-- start Records for the exercise --

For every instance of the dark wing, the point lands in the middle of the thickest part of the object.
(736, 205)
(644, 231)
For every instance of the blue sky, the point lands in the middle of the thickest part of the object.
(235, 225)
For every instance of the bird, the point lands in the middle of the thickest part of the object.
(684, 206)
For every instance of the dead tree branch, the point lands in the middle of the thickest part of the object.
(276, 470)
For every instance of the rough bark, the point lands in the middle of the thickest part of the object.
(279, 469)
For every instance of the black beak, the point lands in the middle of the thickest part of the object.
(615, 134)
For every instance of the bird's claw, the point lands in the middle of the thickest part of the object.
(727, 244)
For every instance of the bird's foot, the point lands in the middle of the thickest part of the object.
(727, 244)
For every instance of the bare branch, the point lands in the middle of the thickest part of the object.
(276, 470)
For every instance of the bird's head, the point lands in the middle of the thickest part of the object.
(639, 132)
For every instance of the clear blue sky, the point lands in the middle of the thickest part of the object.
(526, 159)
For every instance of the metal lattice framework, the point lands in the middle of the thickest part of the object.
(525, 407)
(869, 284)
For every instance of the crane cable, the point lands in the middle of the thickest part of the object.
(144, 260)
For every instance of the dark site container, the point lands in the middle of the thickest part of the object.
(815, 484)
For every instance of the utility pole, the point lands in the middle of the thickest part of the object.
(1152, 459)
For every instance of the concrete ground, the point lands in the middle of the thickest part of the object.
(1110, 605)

-- end Records for the exercise --
-- start Records for the exercise --

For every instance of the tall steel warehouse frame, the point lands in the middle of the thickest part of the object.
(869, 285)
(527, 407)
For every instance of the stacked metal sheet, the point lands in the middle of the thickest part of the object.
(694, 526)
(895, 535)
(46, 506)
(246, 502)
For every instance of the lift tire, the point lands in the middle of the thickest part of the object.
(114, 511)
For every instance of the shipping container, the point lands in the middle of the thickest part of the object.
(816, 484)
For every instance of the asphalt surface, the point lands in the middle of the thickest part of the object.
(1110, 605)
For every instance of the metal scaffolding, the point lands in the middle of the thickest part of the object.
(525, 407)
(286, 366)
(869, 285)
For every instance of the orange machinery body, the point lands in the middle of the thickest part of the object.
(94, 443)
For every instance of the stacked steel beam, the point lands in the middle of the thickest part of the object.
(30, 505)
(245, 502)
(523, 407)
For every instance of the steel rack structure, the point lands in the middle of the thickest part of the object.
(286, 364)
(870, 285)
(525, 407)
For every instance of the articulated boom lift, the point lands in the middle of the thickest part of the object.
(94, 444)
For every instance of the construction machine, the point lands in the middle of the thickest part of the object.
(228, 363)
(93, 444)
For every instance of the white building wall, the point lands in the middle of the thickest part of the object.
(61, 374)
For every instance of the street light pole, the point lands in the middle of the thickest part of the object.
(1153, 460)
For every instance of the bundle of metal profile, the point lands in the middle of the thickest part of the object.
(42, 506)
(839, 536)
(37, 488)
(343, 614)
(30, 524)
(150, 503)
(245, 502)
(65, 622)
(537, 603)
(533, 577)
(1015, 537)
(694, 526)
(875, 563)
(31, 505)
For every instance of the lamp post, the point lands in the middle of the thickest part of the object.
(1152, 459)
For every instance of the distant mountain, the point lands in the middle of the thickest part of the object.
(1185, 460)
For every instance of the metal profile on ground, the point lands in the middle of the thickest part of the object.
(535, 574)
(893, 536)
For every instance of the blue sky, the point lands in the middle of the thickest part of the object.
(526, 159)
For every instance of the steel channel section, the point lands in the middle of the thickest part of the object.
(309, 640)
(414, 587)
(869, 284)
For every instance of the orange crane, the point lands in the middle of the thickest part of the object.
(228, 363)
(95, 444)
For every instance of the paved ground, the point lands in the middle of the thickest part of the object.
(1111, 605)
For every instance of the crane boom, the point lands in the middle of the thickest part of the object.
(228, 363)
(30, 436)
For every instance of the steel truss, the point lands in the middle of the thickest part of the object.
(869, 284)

-- end Records for the exercise --

» **Work to complete**
Return the entries word for word, starting at the line that contains "For every instance of the lamp" and ending after the line that contains "(1185, 460)". Include both of those lines.

» **The output**
For every instance of the lamp post, the point lands in the middle of the thickest part of the object.
(1152, 459)
For every instance of the distant mountain, the point lands in the middle of the thickest part of the object.
(1185, 460)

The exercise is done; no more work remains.